[Records from a point labeling set]
-.-.-

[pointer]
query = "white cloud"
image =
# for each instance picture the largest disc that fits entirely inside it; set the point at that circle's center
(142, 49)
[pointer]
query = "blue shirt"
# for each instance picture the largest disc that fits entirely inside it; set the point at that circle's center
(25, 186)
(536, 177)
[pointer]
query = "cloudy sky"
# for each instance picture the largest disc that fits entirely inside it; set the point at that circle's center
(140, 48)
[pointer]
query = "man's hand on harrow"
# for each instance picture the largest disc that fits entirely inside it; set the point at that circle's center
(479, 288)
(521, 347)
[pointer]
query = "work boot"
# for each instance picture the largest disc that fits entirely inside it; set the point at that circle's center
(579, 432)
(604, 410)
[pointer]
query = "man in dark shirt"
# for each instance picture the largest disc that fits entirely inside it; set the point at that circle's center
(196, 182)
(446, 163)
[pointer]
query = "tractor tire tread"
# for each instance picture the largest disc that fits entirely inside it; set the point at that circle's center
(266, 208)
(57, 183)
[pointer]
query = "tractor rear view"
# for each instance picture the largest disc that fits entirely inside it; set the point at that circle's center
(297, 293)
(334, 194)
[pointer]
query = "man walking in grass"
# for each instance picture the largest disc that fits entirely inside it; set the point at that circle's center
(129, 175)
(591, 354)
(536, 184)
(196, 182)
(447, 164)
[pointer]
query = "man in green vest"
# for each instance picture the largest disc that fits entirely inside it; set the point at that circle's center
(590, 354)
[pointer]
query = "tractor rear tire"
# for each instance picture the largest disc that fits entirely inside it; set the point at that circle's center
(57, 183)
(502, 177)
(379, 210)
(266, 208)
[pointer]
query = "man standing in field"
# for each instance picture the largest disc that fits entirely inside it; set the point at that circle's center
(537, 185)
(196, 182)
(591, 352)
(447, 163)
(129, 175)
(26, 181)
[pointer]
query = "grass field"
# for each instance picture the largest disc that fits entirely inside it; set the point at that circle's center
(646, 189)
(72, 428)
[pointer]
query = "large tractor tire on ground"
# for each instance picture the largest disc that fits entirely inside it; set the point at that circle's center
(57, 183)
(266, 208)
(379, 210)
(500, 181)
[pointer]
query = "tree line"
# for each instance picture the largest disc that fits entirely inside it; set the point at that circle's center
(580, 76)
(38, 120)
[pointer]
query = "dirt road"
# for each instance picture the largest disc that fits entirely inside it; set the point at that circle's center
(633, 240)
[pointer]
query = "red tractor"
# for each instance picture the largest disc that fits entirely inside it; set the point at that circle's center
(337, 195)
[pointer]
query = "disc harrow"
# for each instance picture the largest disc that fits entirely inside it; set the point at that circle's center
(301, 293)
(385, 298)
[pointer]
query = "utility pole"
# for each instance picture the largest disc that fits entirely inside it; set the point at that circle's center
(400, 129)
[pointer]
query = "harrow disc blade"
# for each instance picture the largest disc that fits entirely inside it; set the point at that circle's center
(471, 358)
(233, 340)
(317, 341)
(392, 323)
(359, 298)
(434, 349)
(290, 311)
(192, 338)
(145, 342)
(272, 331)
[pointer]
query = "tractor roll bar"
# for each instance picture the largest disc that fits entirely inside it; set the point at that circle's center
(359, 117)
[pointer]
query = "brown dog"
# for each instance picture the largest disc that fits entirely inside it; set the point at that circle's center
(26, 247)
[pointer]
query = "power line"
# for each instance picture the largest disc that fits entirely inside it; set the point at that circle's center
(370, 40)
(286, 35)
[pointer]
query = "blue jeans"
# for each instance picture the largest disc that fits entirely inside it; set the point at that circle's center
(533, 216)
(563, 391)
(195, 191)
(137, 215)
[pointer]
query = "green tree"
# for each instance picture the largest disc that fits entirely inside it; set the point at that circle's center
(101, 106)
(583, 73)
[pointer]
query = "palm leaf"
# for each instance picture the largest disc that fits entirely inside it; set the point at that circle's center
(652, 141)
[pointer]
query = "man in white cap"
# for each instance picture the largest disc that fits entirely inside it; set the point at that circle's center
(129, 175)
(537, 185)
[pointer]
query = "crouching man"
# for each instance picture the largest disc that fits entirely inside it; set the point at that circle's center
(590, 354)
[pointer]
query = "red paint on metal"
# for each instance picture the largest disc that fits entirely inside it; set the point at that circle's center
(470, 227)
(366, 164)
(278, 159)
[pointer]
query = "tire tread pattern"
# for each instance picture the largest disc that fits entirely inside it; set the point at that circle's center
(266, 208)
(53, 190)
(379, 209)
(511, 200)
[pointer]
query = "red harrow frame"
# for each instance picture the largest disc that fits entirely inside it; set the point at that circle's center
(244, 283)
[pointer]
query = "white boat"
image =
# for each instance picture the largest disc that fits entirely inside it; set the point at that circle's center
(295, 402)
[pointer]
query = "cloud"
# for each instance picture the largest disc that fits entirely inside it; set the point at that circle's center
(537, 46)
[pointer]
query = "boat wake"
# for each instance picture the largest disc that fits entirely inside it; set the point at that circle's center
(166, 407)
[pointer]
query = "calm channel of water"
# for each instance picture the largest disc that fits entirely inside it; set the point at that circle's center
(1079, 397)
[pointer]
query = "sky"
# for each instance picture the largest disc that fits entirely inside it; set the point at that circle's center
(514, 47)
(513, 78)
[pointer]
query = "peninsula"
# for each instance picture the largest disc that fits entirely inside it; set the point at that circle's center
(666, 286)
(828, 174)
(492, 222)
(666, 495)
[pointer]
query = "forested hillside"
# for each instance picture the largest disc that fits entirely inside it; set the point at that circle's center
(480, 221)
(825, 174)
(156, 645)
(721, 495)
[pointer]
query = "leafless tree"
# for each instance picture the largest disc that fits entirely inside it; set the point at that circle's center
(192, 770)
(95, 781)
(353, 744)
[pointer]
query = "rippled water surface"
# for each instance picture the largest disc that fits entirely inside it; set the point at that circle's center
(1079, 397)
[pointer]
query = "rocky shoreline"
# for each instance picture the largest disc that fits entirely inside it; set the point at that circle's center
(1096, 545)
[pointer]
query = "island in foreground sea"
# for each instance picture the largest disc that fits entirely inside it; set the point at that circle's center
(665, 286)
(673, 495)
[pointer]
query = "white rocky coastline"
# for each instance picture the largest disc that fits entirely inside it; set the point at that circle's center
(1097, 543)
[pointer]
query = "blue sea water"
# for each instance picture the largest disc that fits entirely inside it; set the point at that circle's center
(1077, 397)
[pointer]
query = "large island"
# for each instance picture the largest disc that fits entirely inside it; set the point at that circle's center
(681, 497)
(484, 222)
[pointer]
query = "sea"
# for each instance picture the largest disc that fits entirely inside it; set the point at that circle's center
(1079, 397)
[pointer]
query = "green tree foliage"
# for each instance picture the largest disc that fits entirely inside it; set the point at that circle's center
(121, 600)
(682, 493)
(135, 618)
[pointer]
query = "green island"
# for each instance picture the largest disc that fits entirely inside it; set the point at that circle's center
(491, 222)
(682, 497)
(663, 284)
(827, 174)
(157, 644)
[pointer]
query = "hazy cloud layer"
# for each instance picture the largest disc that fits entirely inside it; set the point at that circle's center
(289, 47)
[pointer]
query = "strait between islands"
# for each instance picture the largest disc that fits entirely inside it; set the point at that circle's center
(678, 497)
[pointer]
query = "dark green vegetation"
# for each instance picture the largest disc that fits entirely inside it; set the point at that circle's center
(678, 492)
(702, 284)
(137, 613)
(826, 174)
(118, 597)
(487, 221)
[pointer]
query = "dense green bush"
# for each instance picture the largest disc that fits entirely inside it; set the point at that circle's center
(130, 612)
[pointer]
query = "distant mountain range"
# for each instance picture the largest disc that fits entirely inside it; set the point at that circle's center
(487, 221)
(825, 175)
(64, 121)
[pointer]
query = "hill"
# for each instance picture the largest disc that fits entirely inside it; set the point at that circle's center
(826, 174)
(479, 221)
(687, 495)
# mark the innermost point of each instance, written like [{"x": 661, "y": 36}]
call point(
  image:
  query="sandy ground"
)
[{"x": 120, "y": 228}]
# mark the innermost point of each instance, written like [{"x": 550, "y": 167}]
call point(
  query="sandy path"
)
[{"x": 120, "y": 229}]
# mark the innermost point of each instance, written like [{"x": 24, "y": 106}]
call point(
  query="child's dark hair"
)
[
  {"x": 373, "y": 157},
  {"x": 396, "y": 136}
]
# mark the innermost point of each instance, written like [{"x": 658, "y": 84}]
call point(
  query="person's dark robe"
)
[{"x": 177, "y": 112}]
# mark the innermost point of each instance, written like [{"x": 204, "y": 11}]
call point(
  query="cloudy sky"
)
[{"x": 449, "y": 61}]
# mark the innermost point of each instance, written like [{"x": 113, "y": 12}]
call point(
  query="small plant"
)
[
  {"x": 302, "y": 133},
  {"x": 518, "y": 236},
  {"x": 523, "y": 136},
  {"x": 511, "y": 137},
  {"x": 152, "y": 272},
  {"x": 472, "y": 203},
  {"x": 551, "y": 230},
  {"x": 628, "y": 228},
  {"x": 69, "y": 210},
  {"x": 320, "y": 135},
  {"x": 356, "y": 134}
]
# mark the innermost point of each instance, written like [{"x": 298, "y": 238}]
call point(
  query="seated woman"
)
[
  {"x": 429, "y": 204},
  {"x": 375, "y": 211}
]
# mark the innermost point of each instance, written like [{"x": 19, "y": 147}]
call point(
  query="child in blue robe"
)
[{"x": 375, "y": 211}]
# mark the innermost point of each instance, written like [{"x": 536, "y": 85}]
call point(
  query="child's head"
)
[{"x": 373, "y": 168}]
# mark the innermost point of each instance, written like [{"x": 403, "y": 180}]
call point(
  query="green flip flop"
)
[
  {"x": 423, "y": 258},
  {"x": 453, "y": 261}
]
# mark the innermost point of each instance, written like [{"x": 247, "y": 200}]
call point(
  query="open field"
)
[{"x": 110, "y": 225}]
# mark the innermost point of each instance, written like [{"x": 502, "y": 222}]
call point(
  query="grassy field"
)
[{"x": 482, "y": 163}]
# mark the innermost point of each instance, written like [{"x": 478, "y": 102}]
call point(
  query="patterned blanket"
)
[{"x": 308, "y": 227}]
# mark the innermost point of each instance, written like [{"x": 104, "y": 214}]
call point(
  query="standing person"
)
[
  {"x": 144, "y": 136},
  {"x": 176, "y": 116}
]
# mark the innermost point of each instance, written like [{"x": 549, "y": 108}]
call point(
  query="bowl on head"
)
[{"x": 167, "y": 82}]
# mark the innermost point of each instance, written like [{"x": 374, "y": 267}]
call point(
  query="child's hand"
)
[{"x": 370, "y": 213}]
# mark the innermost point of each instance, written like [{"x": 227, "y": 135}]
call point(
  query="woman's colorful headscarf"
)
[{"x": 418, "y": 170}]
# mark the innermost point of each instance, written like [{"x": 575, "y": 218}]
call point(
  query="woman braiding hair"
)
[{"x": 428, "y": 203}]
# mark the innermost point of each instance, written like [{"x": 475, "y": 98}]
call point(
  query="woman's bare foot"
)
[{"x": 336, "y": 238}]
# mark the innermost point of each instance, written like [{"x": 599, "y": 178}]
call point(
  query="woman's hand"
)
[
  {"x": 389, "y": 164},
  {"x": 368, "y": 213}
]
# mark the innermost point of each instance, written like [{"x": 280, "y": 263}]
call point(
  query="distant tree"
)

-.-.-

WHAT THE EXERCISE ASKS: Collect every line of the material above that contains the word "distant", treating uppercase and lowercase as different.

ANSWER FOR THE TASK:
query = "distant mountain range"
  query="distant tree"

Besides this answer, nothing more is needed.